▶ _Activities_
1 – In the peer review text, rename "SE bars" to "standard error bars" in the passage between "Thank you for" and "are statistically significant.", inclusive, and write out that passage.
2 – According to the peer review text, which mutation increases citrate synthase activity by removing allosteric inhibition by NADH?

▶ _Text passage_

------------------------------------------------------------

In all figures, evidence of statistical support for claims of difference needs to be provided. SE bars are not the equivalent of statistical support. 95% CI are more acceptable for this purpose.

Thank you for this comment. We have altered the gene expression data to show 95% CI instead of SE bars since we rely on this figure to show statistical significance (Figure 5A). The fitness measurements already use 95% confidence intervals throughout. All of the arguments that we make related to growth curve data are based on very large differences, for which there is really no question that they are statistically significant.

Reviewer #2:Quandt et al. investigate the mutational pathway that allowed the evolution of citrate consumption in one population of E. coli in the Lenski Long-Term Experiment. It was known that a mutation involving citT was important for initial citrate uptake and a second mutation in dctA was essential for full utilization of the resource. However, the rarity of the adaptation (occurring in only 1 of 12 populations) suggested that other potentiating mutations were involved. The authors argue that a mutation in citrate synthase (gltA) was a critical for enabling citrate consumption to evolve. They show that the gltA1 mutation arose before the E. coli evolved citrate import, and that the initial citT mutation is deleterious in the absence of gltA1. The authors demonstrate that gltA1 can increase fitness on acetate, but that the mutation becomes deleterious once cells have acquired the ability to utilize citrate. A second set of mutations (termed gltA2) is able to compensate for the cost of gltA1. The authors show that gltA1 increases activity of citrate synthase by removing allosteric inhibition by NADH, while subsequent mutations in the gene reduce activity of the protein through a variety of methods. Finally Quandt et al. use metabolic modeling to show that optimal growth on acetate involves increased flux through citrate synthase relative to glucose, and that optimal growth on citrate requires no flux through this pathway. Combining these bits of evidence the authors suggest that utilization of citrate involved a mutation in gltA that improved growth on acetate and potentiated the citT mutation, by increasing flux through TCA. Once cells became strong citrate utilizers, the initial gltA mutation became deleterious driving the evolution of a diversity of secondary mutations to compensate for its cost. This manuscript represents an extensive amount of work, and I think it will be of great interest to many in the experimental evolution community.

I would like to see a little more attention paid to the significance of the research. I appreciate that the authors do not oversell their work, but I think the manuscript would greatly benefit from a few more sentences about how this relates to our general understanding of evolutionary processes. Additionally, it seems like some of the results do not add directly to the narrative that is being developed.

We have added a paragraph to the end of the paper to further speak to the broader significance of our findings:

“More broadly, our results demonstrate that evolutionary innovations may rely not only on the acquisition of novel genes or the co-option of molecular machinery […] that lead to the successful colonization of new niches.”

Reviewer #3:This is a lovely piece of work. It fills in so many gaps and delivers something of real substance. For the most part I found it a pleasure to read and digest. The authors could do far better with their presentation of data in Figure 5 and Figure 6. To me, as someone who knows the TCA cycle and even cares about it, I struggled to make sense of Figure 5. Figure 6 similar left me confused. I appreciate the attempt to present the full picture – and this absolutely must be retained – but the reader has to be taken through the data. At the present time there is simply too much information. This frustrates me because I want to understand the full weight of the data. After pouring over Figure 5 and Figure 6, the caption and the text, I began to wonder whether I had fully understood what had come before.

We have split each of these figures into two new figures and greatly expanded the figure captions in hopes of better explaining the data being presented and putting it in context.

------------------------------------------------------------

Entries drawn from a collection

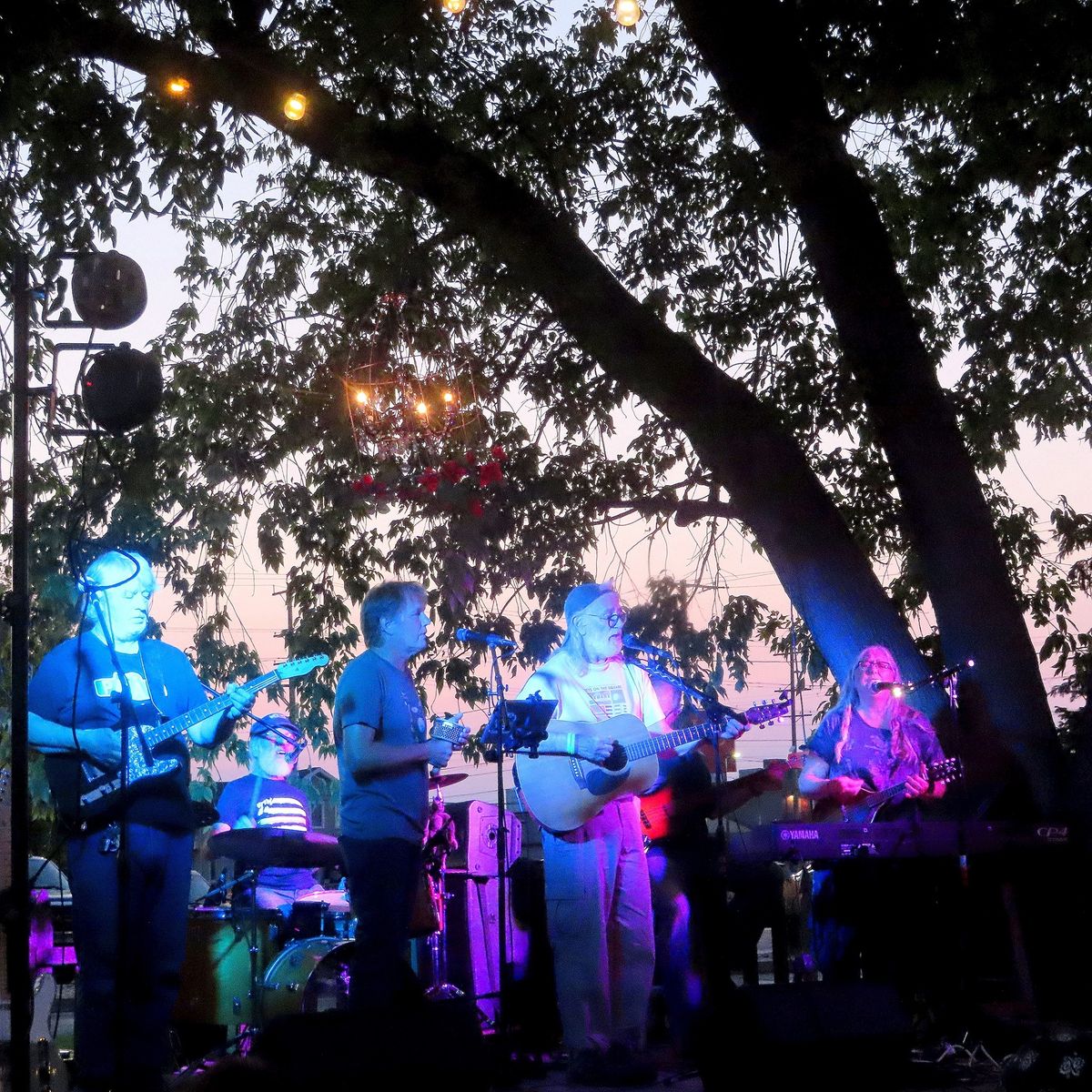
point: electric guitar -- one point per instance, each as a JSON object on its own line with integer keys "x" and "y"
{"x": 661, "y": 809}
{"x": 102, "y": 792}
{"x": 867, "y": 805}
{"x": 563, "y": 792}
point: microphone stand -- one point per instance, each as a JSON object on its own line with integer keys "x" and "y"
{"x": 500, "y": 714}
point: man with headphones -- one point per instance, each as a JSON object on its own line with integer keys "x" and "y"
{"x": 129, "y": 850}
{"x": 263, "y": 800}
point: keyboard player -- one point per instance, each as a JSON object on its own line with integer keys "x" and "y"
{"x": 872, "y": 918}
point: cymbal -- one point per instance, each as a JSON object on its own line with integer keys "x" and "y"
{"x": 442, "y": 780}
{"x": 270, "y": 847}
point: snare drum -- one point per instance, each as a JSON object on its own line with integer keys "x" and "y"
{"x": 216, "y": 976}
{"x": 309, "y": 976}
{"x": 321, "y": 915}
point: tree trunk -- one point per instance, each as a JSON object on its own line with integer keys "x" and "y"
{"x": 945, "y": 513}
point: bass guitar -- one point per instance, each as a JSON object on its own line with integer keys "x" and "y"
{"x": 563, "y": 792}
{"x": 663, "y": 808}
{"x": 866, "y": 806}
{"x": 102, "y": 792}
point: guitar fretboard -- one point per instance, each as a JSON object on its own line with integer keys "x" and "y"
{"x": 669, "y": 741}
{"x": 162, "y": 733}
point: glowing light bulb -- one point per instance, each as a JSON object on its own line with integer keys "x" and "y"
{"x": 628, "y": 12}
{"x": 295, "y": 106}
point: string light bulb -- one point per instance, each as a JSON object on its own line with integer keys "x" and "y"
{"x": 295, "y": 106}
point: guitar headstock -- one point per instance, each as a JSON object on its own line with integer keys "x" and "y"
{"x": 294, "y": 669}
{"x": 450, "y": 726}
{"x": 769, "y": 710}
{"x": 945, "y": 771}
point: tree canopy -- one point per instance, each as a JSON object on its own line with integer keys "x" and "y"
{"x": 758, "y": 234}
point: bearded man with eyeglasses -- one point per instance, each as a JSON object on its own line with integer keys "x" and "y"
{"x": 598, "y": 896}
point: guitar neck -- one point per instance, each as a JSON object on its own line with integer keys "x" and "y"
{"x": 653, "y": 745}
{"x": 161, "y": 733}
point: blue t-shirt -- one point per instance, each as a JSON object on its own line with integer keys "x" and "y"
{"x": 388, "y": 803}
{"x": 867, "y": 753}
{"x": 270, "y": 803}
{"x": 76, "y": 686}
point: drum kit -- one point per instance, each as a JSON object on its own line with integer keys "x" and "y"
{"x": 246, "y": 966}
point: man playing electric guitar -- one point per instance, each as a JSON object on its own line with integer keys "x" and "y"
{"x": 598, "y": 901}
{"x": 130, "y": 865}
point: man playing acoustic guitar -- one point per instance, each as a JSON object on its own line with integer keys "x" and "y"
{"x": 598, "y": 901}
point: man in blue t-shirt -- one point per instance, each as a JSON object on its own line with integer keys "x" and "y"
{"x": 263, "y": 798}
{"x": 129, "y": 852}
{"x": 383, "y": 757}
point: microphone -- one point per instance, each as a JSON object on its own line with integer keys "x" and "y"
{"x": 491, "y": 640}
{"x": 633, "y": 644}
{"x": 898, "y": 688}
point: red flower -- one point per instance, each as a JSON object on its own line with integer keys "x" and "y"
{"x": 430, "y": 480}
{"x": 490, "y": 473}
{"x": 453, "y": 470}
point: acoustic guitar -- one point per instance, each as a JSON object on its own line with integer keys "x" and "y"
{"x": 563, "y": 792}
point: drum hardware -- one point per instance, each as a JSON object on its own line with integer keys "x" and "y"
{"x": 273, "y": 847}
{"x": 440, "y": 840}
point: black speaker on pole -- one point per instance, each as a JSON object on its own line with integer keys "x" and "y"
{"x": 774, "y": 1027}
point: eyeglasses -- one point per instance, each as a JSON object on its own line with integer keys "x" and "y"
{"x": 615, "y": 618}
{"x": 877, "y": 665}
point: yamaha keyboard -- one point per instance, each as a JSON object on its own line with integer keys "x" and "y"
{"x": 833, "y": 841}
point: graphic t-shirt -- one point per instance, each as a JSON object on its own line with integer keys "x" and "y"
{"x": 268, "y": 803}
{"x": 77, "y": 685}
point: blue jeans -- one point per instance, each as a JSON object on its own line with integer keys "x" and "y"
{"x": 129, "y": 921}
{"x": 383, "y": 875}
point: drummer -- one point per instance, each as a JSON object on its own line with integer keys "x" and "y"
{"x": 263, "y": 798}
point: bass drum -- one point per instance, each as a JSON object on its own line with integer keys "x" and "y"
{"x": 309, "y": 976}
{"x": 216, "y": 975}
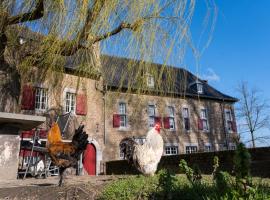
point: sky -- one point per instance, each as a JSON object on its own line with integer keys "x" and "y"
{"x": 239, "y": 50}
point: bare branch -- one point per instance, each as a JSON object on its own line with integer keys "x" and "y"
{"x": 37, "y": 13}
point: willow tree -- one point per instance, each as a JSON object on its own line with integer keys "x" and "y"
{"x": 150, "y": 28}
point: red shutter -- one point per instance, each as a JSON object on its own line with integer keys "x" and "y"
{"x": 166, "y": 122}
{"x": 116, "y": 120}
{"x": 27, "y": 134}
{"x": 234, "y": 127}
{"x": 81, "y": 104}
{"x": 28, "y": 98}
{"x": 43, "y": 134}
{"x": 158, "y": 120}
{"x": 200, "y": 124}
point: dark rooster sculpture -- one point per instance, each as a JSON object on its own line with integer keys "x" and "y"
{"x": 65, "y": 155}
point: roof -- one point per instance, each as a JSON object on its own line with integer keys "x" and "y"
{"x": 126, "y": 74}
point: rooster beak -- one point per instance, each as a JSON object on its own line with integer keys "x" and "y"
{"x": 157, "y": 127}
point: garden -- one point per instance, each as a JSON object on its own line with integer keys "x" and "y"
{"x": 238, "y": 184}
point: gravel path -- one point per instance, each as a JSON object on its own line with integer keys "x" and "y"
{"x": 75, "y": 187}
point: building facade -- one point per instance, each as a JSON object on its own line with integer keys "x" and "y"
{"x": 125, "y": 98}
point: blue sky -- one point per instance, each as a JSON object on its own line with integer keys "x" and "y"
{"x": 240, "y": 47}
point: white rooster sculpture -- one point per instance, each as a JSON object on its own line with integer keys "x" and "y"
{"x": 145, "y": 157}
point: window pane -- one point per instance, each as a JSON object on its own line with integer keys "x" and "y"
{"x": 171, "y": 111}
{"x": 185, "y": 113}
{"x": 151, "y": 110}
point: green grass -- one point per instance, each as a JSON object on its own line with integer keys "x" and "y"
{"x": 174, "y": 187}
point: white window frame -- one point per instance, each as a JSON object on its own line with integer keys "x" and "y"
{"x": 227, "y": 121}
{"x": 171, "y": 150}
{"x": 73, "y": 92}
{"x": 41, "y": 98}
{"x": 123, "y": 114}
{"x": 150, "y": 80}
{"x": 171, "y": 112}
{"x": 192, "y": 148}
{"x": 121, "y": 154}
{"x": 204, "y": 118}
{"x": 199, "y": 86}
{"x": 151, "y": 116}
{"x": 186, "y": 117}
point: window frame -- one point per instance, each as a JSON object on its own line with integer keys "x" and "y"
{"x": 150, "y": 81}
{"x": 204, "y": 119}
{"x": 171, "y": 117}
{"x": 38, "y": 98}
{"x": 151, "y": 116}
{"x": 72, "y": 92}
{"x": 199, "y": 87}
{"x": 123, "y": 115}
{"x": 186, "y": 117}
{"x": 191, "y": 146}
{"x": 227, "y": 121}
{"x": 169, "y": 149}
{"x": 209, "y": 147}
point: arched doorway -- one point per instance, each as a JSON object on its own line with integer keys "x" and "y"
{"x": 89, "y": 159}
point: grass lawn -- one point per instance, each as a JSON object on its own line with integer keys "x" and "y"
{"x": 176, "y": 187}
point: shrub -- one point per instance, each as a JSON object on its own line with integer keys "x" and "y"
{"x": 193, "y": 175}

------------------------------------------------------------

▶ _Answers to the tasks_
1 –
Thank you for this comment. We have altered the gene expression data to show 95% CI instead of standard error bars since we rely on this figure to show statistical significance (Figure 5A). The fitness measurements already use 95% confidence intervals throughout. All of the arguments that we make related to growth curve data are based on very large differences, for which there is really no question that they are statistically significant.

2 – The gltA1 mutation.